_Kutipan Dokumen_.
#####

Sistem GPN Tingkatkan Efisiensi dalam Bisnis Transaksi

Rabu, 06 Desember 2017 - 05:15 WIB
Sistem GPN Tingkatkan...
Sistem GPN Tingkatkan Efisiensi dalam Bisnis Transaksi
A A A
JAKARTA - Sistem National Payment Gateway atau Gerbang Pembayaran Nasional (GPN) masih membutuhkan evaluasi. Kalangan perbankan menilai akan ada efisiensi yang bisa mendukung bisnis transaksi kedepannya.

Direktur Bisnis Konsumer BNI, Anggoro Eko Cahyo mengatakan, dengan adanya NPG diharapkan akan mendorong efisiensi secara industri. Dampaknya akan terlihat dari sisi Merchant Discount Rate (MDR), karena selama ini merchant di Indonesia dibebani sekitar 2%-3% untuk penerimaan transaksi Kartu Bank Lain di EDC bank lain (off us).

"Sedangkan kedepannya, dengan NPG maka MDR transaksi ‘off us’ ditetapkan 1% dan ‘On Us’ sebesar 0,15%. Sehingga besarnya effisiensi yang langsung dirasakan adalah penurunan MDR tersebut," ujar Anggoro, Selasa (5/12/2017) di Jakarta.

#####

_Materi Sumber_.

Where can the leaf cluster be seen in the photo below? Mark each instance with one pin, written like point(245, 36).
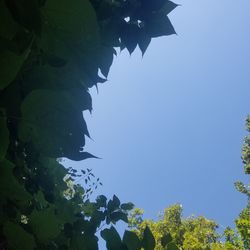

#####

_Tugas Pengerjaan_.
a. Salin tanpa mengubah satu kata pun semua bagian berita GPN mulai dari "Rabu, 06 Desember" turun sampai ke "bisnis transaksi kedepannya.".
b. Jawablah pertanyaan berikut berdasarkan berita GPN:
(i) Apa jabatan Anggoro Eko Cahyo?
(ii) Berapa beban yang selama ini ditanggung merchant di Indonesia untuk penerimaan transaksi Kartu Bank Lain di EDC bank lain (off us)?
(iii) Berapa besar MDR 'On Us' yang ditetapkan dengan NPG?
Materi tersebut merupakan bahan tersendiri yang terpisah dari berita GPN.

_Jawaban Tiap Tugas_.
a.
Rabu, 06 Desember 2017 - 05:15 WIB
Sistem GPN Tingkatkan...
Sistem GPN Tingkatkan Efisiensi dalam Bisnis Transaksi
A A A
JAKARTA - Sistem National Payment Gateway atau Gerbang Pembayaran Nasional (GPN) masih membutuhkan evaluasi. Kalangan perbankan menilai akan ada efisiensi yang bisa mendukung bisnis transaksi kedepannya.

b.
(i) Direktur Bisnis Konsumer BNI.
(ii) Sekitar 2%-3%.
(iii) 0,15%.